In the model, the insured MFI is in a strong position entering a severe El Niño due to the insurance payout, and Fig. 4 compares modelled loan origination for the MFI with and without insurance. After the severe El Niño, the insured MFI originates much higher levels of loans. In reality, the insured MFI will have a choice of how aggressively it would like to leverage this new capital into loans. It must balance the impending losses associated with borrower default, which will reduce MFI capital, with the new lending opportunities associated with households and firms needing to rebuild. We anticipate that the MFIs will rely on some blend of maintaining extra capital reserves as they ascertain the repayment capacity of their current borrowers while taking advantage of strong opportunities in the market. An unmodelled benefit of the insurance to financial performance is that after a severe event, the stronger MFIs have the potential to capture market share from weaker MFIs.
Fig. 4

Loan origination. Source Authors. The figure uses a six month moving average of loan origination. Loan origination is measured as a per cent growth in the face value of the loan portfolio

While the capital ratio and loan portfolio growth eventually recover for the uninsured MFI, the accumulated contributions of insuring to financial performance and portfolio growth are noteworthy in this simulation. The insured MFI is able to generate 18 % more equity and expand its loan portfolio by 16 % more than the uninsured MFI by the end of the 10-year simulation period in this example.

4.3 Comparisons across outcomes with a 10-year time horizon

The above provides an example of the effects of a severe El Niño occurring in the second year of the model. The next analysis simulates a range of possible outcomes to determine the implicit trade-offs of buying the insurance. Because the El Niño can affect the MFIs for several years, we use a long time horizon (10 years in this case) as a longer duration provides a clearer picture of the implications of different risk management strategies for the modelled MFI.

We use Monte Carlo simulation for this analysis. The random variable in this model is the occurrence of severe El Niño. The outcome of interest in this simulation is MFI equity at the end of the 10-year time horizon. Because the model includes no dividends or capital infusions, the equity position after 10 years represents the initial equity of the MFI plus its net income stream over the 10-year horizon. We evaluate risk management policies based on the expected ending equity and the variance in ending equity across Monte Carlo simulations. This analysis demonstrates risk-return trade-offs generated by the simulation.

- [Provided records]:
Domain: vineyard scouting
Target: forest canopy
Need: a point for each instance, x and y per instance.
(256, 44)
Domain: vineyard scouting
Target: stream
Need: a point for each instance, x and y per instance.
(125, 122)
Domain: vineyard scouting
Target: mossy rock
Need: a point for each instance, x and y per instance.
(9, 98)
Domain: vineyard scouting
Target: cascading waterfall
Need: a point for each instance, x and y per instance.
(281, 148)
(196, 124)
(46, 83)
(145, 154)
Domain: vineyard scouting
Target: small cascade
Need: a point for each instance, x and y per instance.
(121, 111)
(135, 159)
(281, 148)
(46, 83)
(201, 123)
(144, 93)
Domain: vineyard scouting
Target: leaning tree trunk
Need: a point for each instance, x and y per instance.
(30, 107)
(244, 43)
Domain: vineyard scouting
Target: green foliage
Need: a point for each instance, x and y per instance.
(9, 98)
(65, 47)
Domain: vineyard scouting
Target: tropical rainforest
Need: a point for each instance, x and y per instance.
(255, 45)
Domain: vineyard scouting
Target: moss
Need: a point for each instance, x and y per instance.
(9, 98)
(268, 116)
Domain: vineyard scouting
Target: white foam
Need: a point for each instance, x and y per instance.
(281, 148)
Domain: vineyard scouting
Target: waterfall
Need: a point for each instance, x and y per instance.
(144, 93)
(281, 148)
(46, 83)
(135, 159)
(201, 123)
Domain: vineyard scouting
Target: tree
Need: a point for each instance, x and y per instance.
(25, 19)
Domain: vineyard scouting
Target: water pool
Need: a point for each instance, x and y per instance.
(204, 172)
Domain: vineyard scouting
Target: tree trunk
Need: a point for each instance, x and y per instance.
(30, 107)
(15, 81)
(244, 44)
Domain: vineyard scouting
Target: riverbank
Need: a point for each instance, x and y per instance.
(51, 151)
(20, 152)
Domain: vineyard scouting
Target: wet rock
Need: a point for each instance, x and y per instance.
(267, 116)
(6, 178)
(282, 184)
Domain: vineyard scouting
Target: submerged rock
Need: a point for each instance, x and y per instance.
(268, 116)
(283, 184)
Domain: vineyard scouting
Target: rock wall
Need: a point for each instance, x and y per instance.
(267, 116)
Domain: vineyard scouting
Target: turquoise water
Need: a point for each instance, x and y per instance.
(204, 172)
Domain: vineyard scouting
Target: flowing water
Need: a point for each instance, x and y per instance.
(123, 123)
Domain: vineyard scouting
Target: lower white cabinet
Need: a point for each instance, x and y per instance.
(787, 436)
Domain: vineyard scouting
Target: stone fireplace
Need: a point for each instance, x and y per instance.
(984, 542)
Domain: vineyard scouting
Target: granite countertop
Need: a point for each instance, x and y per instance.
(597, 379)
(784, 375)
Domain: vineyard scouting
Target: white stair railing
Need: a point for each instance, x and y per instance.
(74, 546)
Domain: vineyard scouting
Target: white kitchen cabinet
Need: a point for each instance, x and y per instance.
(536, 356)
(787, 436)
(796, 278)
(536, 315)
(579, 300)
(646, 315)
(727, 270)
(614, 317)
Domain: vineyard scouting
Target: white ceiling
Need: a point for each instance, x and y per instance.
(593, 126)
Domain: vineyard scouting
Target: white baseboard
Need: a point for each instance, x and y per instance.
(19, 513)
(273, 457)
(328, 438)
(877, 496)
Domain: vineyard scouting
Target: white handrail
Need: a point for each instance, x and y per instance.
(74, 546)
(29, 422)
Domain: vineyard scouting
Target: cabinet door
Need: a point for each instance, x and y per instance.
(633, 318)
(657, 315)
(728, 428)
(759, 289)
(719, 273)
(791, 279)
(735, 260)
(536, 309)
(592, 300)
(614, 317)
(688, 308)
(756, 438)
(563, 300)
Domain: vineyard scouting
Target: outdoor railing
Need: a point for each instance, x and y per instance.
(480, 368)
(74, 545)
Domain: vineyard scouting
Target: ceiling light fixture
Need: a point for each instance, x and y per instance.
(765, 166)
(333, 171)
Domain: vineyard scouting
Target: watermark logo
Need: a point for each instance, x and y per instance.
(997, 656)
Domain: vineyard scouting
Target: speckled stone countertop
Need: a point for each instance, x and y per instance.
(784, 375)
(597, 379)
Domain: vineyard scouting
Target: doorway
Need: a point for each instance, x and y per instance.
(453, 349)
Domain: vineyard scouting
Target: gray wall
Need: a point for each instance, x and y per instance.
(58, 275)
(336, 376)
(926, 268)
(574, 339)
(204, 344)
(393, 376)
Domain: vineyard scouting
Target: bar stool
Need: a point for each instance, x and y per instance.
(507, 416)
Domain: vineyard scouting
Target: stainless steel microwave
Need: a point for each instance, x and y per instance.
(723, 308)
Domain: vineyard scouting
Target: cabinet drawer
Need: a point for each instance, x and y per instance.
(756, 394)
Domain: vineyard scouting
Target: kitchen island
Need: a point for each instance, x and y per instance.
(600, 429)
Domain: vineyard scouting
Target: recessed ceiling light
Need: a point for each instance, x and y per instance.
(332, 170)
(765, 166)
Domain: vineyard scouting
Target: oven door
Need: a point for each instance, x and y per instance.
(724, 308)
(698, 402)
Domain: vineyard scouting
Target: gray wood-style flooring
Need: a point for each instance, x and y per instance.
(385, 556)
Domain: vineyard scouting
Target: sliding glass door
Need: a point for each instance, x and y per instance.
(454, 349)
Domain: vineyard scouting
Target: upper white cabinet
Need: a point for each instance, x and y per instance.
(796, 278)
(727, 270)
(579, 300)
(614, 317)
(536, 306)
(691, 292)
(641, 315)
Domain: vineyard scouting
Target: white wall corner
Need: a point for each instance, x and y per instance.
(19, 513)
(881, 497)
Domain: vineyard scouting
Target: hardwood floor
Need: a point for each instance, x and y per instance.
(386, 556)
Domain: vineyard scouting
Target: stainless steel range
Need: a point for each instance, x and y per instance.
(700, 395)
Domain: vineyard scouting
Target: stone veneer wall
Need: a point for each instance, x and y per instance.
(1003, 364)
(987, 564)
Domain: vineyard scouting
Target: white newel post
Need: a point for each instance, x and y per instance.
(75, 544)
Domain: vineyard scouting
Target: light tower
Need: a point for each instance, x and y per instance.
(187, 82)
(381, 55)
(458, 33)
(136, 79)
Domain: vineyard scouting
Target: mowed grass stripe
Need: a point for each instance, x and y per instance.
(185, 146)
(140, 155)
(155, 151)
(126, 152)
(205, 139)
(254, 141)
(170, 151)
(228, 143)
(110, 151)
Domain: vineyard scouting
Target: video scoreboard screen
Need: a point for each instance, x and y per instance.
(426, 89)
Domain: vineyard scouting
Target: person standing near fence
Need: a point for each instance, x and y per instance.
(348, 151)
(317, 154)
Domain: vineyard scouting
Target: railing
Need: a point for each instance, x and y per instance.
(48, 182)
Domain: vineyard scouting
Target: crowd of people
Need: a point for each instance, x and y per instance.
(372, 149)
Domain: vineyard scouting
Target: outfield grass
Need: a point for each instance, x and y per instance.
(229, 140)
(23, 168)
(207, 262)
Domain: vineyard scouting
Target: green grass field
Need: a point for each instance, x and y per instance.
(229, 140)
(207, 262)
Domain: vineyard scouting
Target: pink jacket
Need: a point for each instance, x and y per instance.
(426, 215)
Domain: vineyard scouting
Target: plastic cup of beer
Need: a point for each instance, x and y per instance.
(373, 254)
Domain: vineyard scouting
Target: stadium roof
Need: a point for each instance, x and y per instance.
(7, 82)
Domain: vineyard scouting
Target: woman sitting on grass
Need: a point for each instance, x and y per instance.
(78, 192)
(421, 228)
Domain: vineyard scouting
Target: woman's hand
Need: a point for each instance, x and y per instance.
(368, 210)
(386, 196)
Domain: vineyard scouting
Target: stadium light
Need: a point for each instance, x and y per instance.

- [Problems to work on]:
a: Please condense the paragraph in the passage on MFI insurance that begins "We use Monte Carlo simulation" into a short bulleted list that keeps its main facts.
b: Reproduce part of the passage on MFI insurance word for word, beginning at the words "We use Monte" and stopping after "by the simulation.".

- [Problem solutions]:
a:
- The analysis uses Monte Carlo simulation.
- The random variable is whether a severe El Niño occurs.
- The outcome of interest is MFI equity at the end of the 10-year time horizon.
- The model has no dividends or capital infusions, so ending equity equals initial equity plus net income over the 10 years.
- Risk management policies are judged by expected ending equity and its variance across simulations, which shows risk-return trade-offs.

b:
We use Monte Carlo simulation for this analysis. The random variable in this model is the occurrence of severe El Niño. The outcome of interest in this simulation is MFI equity at the end of the 10-year time horizon. Because the model includes no dividends or capital infusions, the equity position after 10 years represents the initial equity of the MFI plus its net income stream over the 10-year horizon. We evaluate risk management policies based on the expected ending equity and the variance in ending equity across Monte Carlo simulations. This analysis demonstrates risk-return trade-offs generated by the simulation.